[Segmentation labeling rows]
start
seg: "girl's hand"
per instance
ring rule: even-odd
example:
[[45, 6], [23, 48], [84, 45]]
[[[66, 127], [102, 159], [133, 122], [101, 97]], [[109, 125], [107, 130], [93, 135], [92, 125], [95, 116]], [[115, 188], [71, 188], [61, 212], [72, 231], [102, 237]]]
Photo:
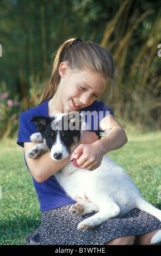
end
## PROBLEM TO WORK ON
Render every line of the rows above as a JSON list of strings, one string per line, skipping blank lines. Leave the pictures out of your answer.

## SOLVED PROBLEM
[
  "seg: \"girl's hand\"",
  "per instance",
  "ring rule: even-odd",
  "example:",
  "[[45, 6], [23, 48], [84, 45]]",
  "[[[66, 127], [102, 159], [133, 122], [101, 97]], [[109, 125], [107, 130], [93, 135], [92, 125], [95, 116]], [[115, 188], [71, 188], [61, 212], [72, 231], [102, 237]]]",
  "Photo:"
]